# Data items

▬▬▬▬▬▬

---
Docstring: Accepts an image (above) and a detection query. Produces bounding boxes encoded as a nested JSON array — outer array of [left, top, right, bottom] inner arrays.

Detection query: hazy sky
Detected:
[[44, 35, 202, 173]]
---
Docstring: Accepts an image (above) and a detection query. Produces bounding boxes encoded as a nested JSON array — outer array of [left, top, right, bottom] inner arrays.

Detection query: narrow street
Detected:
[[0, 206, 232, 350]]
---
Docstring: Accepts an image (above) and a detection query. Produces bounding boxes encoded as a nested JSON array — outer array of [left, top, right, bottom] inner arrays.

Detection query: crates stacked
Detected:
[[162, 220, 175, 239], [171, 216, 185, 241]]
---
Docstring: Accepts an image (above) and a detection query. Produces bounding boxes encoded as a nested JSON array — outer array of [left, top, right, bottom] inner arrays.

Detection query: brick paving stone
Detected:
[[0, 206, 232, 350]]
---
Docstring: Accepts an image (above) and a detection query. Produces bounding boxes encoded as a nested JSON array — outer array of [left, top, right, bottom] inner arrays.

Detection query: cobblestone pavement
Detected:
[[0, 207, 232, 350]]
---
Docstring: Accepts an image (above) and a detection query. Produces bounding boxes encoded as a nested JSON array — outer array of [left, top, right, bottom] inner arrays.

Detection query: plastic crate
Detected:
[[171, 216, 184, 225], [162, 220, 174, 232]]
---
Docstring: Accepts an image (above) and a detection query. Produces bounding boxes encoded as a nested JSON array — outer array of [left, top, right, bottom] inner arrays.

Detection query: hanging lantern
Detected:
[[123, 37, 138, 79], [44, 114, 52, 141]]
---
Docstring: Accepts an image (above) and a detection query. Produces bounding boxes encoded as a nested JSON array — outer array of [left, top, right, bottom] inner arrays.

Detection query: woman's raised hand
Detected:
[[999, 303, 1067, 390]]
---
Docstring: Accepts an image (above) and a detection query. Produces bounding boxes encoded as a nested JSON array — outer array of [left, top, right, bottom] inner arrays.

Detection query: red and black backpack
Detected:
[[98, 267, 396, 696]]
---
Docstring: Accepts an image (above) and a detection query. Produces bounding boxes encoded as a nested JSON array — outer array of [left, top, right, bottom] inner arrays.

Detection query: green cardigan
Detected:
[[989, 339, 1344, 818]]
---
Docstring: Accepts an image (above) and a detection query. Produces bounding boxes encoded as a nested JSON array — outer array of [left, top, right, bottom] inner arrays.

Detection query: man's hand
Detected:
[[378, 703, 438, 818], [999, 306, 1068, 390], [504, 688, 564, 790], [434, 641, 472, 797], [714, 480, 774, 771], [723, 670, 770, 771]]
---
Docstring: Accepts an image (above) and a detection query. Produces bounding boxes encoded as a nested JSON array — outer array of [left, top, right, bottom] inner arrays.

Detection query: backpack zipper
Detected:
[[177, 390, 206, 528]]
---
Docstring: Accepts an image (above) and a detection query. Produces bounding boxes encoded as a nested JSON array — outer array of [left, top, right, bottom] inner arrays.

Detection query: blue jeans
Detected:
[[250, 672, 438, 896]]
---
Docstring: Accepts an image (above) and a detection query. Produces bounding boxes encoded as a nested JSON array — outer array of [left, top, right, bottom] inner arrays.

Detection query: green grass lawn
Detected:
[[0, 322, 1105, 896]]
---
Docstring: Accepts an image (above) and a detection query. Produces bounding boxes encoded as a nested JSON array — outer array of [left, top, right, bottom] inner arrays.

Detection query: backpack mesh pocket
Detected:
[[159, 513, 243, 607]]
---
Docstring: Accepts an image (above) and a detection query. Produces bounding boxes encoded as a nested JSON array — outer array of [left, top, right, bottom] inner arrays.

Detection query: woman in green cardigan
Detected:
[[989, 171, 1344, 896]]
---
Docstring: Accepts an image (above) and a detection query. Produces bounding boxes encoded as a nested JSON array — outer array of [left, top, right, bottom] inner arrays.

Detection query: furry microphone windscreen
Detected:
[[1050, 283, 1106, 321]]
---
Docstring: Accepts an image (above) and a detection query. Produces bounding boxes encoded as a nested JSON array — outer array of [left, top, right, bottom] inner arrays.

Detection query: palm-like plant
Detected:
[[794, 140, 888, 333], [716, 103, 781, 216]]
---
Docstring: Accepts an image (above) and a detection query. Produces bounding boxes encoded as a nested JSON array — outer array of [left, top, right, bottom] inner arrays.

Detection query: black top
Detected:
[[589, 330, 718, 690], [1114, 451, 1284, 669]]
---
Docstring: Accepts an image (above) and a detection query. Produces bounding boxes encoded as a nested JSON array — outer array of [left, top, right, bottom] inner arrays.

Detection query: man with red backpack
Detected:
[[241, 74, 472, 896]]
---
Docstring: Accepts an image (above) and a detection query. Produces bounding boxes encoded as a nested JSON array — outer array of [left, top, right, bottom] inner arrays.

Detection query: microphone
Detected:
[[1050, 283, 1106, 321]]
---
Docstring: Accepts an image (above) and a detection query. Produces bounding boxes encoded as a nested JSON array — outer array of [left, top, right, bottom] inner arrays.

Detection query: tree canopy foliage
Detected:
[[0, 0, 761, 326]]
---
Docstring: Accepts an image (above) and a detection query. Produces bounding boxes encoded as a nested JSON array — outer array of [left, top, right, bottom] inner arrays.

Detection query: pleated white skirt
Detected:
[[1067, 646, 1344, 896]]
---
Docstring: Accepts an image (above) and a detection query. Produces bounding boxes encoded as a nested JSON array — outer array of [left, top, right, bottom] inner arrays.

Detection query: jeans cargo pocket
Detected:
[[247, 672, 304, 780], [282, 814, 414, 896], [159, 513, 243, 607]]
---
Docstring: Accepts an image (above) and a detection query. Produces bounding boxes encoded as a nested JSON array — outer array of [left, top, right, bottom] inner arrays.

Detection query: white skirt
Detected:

▬▬▬▬▬▬

# WORK INSTRUCTIONS
Report every line of the data items that contains the string "jeans", copying each such line in full.

# EXERCISE RESULT
Detection query: blue jeans
Detection query: jeans cargo pocket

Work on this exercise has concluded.